* **REQUIRED ACTION**
Go to the line containing "Can you see the wing" and return it and each line after it exactly, through the end of the data below, and nothing more.

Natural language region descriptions
::::::::::
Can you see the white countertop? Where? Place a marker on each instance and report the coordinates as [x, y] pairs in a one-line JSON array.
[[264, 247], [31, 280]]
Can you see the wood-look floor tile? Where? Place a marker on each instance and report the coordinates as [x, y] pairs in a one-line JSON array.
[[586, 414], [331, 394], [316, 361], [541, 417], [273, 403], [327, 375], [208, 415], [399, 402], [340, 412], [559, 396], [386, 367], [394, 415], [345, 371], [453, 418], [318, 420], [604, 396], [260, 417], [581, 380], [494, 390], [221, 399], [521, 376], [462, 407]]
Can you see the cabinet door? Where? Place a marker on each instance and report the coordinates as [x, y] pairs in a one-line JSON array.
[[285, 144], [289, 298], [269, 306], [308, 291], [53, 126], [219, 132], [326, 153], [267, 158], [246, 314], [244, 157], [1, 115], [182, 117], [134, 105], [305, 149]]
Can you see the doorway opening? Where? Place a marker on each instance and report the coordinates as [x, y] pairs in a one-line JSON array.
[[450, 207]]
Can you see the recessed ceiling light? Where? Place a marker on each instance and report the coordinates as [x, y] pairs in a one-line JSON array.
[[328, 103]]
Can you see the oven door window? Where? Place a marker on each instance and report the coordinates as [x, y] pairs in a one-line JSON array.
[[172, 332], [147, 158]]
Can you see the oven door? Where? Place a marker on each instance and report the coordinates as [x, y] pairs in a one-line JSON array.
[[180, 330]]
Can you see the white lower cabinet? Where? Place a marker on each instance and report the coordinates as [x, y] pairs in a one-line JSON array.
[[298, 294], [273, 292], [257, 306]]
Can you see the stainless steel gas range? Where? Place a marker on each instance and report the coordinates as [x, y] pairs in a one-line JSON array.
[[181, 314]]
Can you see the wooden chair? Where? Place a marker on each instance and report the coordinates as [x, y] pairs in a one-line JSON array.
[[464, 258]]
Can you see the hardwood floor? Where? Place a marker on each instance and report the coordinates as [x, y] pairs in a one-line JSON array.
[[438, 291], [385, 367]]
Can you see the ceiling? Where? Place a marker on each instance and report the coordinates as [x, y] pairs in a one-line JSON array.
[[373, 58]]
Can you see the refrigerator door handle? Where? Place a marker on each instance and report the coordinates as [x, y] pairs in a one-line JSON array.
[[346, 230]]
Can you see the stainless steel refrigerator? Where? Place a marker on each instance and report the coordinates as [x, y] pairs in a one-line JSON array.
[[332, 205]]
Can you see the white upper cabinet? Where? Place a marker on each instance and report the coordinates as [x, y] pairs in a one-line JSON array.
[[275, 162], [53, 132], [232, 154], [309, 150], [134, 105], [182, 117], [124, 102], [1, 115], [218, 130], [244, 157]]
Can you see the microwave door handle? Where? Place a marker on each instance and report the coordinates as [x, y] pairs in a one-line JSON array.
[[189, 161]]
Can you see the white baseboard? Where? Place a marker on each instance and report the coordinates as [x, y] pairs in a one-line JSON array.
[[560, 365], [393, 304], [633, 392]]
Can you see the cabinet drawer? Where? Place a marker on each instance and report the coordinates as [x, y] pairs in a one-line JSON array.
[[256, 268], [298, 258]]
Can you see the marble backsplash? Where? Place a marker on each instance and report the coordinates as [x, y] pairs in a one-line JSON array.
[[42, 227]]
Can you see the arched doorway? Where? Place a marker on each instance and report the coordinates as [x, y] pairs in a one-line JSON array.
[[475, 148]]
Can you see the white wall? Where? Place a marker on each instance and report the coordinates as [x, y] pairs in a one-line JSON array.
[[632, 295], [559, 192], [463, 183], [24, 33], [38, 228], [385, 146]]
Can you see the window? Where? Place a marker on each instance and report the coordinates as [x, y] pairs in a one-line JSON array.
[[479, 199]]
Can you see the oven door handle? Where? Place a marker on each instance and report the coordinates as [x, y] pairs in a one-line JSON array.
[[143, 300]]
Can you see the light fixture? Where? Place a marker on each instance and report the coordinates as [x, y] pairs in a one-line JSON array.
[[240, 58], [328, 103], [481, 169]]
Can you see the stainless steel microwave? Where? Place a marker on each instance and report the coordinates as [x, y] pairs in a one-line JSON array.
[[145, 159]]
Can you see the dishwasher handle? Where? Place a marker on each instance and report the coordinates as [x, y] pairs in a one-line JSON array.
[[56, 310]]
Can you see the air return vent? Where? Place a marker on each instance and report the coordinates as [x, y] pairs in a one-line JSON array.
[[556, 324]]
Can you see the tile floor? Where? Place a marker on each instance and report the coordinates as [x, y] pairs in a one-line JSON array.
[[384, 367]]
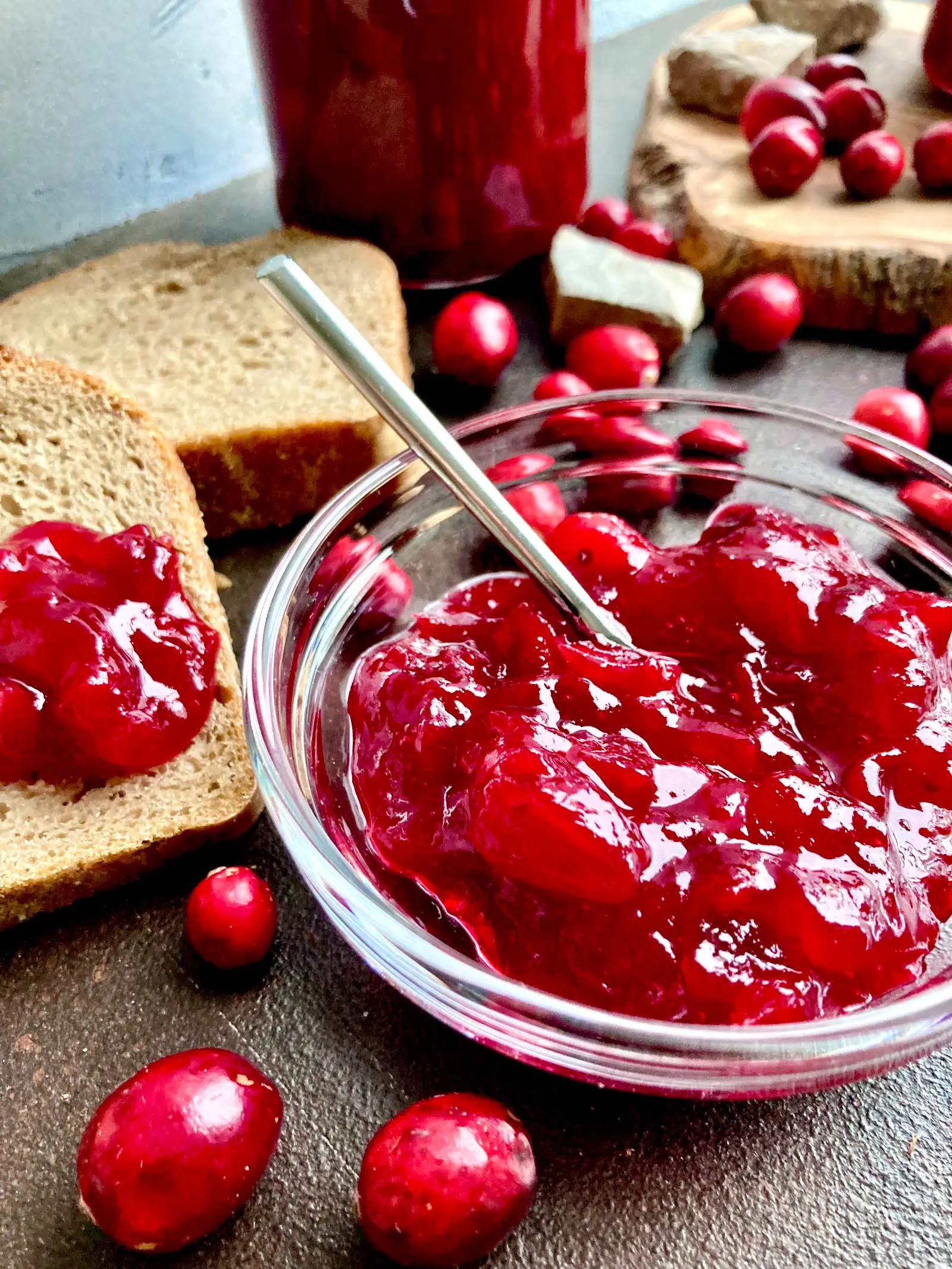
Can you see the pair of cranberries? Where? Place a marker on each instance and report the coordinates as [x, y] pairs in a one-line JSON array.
[[612, 218], [179, 1148]]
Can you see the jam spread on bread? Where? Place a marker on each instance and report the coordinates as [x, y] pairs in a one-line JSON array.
[[106, 669], [747, 820]]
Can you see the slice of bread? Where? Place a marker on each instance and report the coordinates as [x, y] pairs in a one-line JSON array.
[[267, 428], [71, 449]]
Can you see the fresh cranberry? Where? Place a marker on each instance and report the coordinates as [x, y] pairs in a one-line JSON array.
[[941, 408], [615, 357], [777, 99], [606, 217], [872, 164], [231, 918], [712, 435], [446, 1180], [760, 314], [115, 668], [178, 1149], [931, 362], [932, 158], [931, 503], [832, 69], [898, 413], [541, 504], [560, 384], [474, 339], [608, 434], [648, 237], [852, 108], [785, 155]]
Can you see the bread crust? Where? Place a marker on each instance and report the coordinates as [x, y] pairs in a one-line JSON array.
[[82, 841]]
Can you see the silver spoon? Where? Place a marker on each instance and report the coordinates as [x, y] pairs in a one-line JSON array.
[[299, 294]]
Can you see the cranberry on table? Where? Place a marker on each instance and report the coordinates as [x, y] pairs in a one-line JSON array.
[[931, 362], [712, 435], [941, 408], [777, 99], [474, 339], [446, 1180], [931, 503], [895, 412], [178, 1149], [615, 357], [852, 108], [231, 918], [560, 384], [760, 314], [606, 217], [785, 155], [872, 164], [932, 158], [832, 69], [648, 237]]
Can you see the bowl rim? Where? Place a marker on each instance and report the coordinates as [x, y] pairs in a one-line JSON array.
[[767, 1042]]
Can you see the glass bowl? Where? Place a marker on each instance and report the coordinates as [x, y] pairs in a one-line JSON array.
[[312, 623]]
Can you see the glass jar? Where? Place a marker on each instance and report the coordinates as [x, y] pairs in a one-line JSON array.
[[450, 132], [937, 51]]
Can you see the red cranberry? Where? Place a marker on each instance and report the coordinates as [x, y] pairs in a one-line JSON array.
[[941, 408], [932, 156], [852, 108], [606, 217], [931, 364], [714, 437], [615, 357], [898, 413], [778, 98], [931, 503], [610, 434], [760, 314], [231, 918], [872, 164], [785, 155], [474, 339], [560, 384], [648, 237], [178, 1149], [446, 1180], [832, 69]]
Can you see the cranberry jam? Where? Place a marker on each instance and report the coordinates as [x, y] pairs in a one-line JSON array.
[[106, 669], [748, 820]]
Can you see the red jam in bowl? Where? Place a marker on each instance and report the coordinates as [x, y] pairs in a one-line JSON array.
[[748, 820], [106, 669]]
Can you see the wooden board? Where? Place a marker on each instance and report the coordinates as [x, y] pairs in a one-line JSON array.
[[863, 267]]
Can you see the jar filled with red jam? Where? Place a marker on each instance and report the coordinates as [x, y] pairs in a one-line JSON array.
[[937, 51], [450, 132]]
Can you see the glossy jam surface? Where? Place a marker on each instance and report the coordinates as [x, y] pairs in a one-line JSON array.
[[450, 132], [746, 822], [106, 669]]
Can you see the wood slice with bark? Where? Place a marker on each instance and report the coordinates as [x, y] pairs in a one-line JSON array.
[[882, 265]]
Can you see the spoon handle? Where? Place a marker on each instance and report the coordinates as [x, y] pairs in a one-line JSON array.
[[298, 293]]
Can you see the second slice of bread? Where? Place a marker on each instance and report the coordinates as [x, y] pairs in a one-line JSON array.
[[74, 450], [267, 428]]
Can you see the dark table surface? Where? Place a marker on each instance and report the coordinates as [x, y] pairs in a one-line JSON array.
[[857, 1177]]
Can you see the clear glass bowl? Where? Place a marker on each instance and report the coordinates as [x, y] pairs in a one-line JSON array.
[[308, 632]]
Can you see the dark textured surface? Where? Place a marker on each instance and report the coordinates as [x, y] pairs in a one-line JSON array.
[[851, 1178]]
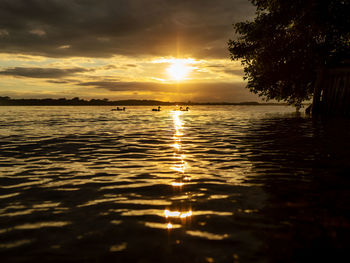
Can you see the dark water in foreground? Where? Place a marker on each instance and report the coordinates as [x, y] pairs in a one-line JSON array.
[[215, 184]]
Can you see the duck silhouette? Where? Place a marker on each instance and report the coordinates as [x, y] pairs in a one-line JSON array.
[[156, 109], [119, 109]]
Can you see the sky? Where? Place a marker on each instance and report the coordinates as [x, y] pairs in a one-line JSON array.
[[169, 50]]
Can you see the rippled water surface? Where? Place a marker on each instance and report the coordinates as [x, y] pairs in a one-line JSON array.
[[214, 184]]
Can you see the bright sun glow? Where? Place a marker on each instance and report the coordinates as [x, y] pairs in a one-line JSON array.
[[178, 70]]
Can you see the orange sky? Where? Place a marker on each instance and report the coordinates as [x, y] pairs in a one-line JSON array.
[[168, 50]]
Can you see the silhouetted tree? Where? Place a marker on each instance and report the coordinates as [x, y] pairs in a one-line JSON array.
[[288, 43]]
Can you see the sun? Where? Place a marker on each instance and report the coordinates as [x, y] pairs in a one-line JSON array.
[[178, 70]]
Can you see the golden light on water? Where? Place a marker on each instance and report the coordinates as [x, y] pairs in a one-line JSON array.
[[178, 184], [179, 69], [178, 214]]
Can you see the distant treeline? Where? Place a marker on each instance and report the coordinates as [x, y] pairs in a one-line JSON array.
[[7, 101]]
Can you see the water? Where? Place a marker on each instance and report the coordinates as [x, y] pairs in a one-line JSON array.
[[215, 184]]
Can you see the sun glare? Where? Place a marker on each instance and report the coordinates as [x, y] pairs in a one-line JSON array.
[[178, 70]]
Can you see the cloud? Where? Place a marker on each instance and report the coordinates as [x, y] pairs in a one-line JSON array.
[[90, 28], [36, 72]]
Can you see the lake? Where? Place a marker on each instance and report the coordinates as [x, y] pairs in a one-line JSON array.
[[214, 184]]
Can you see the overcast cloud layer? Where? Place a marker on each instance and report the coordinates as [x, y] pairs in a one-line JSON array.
[[91, 28]]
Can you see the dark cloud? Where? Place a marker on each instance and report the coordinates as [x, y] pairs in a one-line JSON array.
[[61, 28], [41, 72], [232, 92]]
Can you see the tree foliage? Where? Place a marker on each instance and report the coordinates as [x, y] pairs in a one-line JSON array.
[[288, 42]]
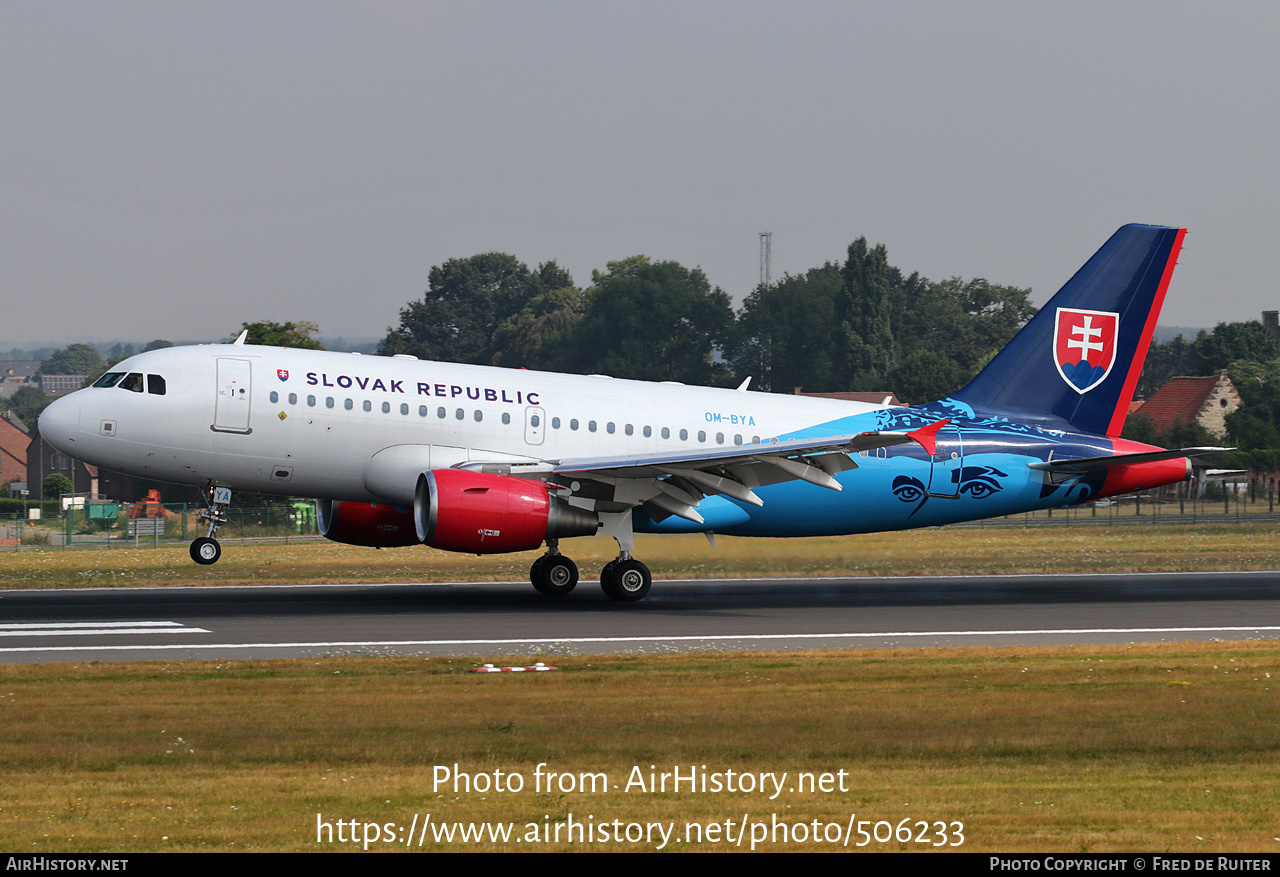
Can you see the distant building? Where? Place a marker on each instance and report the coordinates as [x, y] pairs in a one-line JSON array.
[[16, 374], [60, 384], [13, 448], [1183, 400], [45, 460]]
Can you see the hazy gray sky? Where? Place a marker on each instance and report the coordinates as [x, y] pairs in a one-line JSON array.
[[173, 169]]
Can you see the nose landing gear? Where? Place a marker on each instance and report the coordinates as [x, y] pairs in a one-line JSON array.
[[206, 549]]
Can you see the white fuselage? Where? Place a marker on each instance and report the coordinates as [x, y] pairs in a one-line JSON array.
[[347, 426]]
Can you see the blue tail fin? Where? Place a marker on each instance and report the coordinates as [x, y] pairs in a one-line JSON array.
[[1077, 361]]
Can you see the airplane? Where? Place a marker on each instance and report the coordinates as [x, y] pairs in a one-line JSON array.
[[485, 460]]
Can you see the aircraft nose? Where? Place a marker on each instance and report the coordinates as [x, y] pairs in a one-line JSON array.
[[59, 424]]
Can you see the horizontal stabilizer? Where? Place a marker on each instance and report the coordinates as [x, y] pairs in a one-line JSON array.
[[1120, 460]]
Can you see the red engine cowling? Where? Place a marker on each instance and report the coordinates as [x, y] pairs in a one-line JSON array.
[[364, 524], [481, 514], [1129, 478]]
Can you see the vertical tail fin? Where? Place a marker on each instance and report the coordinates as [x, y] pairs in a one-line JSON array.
[[1077, 361]]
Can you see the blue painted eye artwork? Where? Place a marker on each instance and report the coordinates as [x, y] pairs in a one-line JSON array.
[[978, 482], [910, 489]]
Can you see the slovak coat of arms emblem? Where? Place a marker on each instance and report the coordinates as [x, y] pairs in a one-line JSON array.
[[1084, 346]]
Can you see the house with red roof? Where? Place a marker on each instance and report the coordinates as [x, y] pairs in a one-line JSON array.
[[1183, 400], [13, 448]]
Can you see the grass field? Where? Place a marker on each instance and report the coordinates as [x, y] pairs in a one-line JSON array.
[[968, 551], [1091, 748], [1109, 748]]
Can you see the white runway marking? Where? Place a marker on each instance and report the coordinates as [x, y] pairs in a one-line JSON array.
[[551, 640], [95, 629]]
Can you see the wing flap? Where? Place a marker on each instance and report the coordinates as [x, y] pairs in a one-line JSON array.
[[1119, 460]]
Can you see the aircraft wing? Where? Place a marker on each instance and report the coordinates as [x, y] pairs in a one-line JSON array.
[[1119, 460], [673, 483]]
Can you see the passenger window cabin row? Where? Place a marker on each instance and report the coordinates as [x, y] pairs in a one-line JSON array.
[[535, 420]]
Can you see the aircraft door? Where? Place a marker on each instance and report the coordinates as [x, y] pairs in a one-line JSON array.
[[535, 425], [947, 464], [234, 392]]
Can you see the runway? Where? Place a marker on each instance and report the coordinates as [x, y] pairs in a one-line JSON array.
::::::::::
* **SOLUTION BELOW**
Can you see the wing flap? Where? Place a marker on each instance and report the coordinates as [x, y] pairs in a one-line JSON array.
[[1119, 460]]
Can you see the aircraft wing? Where? Place a marker on each instance and report the coordinates as [x, y] pairs in a one-line JSON array.
[[1119, 460], [673, 483]]
Can you see the passenger window cabin row? Where? Place a marker on each instance and report the coordinates as [x, y] pairs in a one-line JSON array.
[[535, 420]]
Can you see the aircraft door? Where? Place a marker on each instance and report the coordinates as [x, y] pairs in a one-line JSON array.
[[535, 425], [947, 464], [234, 392]]
Can you see the runway? Where? Place a marker on each instance and report the coordinates as [x, y] pairs in a one-line JSON array.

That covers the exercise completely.